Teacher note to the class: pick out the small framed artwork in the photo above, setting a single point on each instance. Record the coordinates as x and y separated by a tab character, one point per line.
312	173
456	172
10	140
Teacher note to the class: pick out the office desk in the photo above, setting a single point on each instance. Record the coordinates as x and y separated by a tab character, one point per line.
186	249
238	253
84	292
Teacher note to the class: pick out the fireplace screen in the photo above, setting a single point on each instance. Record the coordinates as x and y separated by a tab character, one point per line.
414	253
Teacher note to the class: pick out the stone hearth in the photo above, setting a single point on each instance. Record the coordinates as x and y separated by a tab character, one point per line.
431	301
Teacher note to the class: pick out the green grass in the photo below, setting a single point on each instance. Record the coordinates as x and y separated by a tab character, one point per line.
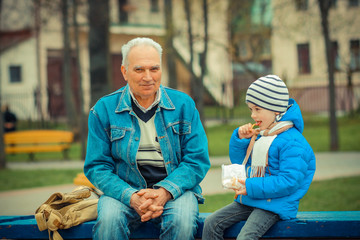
21	179
342	194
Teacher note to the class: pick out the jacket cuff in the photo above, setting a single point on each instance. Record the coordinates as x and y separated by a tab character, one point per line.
126	196
170	187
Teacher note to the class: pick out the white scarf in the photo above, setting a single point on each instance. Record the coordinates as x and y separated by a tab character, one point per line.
260	148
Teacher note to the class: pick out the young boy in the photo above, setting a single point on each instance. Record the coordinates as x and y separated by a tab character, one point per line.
280	163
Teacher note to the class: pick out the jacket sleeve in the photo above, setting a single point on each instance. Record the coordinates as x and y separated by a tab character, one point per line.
99	165
194	162
237	148
290	176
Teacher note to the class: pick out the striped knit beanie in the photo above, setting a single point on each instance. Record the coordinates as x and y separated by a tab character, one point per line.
268	92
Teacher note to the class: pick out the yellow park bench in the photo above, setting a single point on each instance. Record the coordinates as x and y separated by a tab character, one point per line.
36	141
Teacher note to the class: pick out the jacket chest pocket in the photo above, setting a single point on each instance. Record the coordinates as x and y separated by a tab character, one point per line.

+++

Your objective
Verbatim reproduction of every record is required; images are left out.

Correct result
Teacher note to the class: pick out the small framed artwork in the photo above, setting a single point on each instance. Record the coordinates as x and y separated by a tab character, one point per line.
312	173
456	172
10	140
Teacher note to the class: pick out the office desk in the photo above, setting a single point on each instance. Record the coordinates as x and y separated by a tab character, one point per line.
186	249
238	253
84	292
Teacher note to the class: pick out the fireplace screen in the photo above, setting a single point on each instance. Record the coordinates as x and y separated by a tab character, one point per line.
414	253
Teacher note to the class: pick out the stone hearth in the photo above, setting a single point on each instance. Record the coordinates as x and y separated by a tab character, one point per line.
431	301
Teacher note to the class: pick out the green grass in the photo below, setting a single point on each instance. Record the coordinates as x and y separated by a tab character, one point per line.
21	179
342	194
Teacher note to the class: pick out the jacket cuff in the photo above, setting a single point on each instance. Record the coordinates as x and y separated by a tab character, one point per line.
126	196
170	187
Teacher note to the class: pick out the white scarf in the photo above, setting a single point on each instance. Record the coordinates as x and y separated by a tab character, one point per line.
260	148
Teacher note to the class: pick out the young boy in the photo above, setting a single point on each instance. Record the coordinates as x and y separated by a tab character, one point per line.
280	163
Teacher note to the class: pick out the jacket sleeve in the photo above, setting a single point on each instance. Record the coordinates as x and y separated by a tab character, one point per line.
99	165
194	162
237	148
290	176
Teacher note to the class: pick out the striped knit beanie in the photo above, setting a single point on each instance. Record the coordinates as x and y separated by a tab character, one point per line.
268	92
Teacher note to the class: pick out the yellow park bench in the photo above, setting a single point on each instance. Record the coordinates as x and y separated by a tab character, one point per line.
36	141
Teacher note to the class: pick out the jacket chest pocket in the photo above, setting a single point on each instance. Record the coordinates as x and y separated by a tab character, one point per line.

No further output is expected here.